Exercise requirements: Reproduce the records below word for word, line by line, with nothing changed.

Recorded information:
-.-.-
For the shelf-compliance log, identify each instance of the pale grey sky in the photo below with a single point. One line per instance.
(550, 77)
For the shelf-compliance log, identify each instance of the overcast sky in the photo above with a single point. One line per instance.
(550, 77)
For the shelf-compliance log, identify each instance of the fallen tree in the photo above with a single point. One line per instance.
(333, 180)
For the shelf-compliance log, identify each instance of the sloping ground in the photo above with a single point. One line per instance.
-.-.-
Answer to the task:
For the shelf-compliance log, identify each instance of the pale grey sky in the photo below with a single point. One line per instance.
(550, 77)
For the shelf-compliance log, identify each instance of the overcast sky in the photo above with a single point. One line per instance.
(550, 77)
For the shelf-compliance log, identify each instance of the fallen tree in the photo above with a single point. One line per instance.
(333, 180)
For the shelf-compliance log, identify each instance of the sloping ground in the photo above with a single point. One line per instance.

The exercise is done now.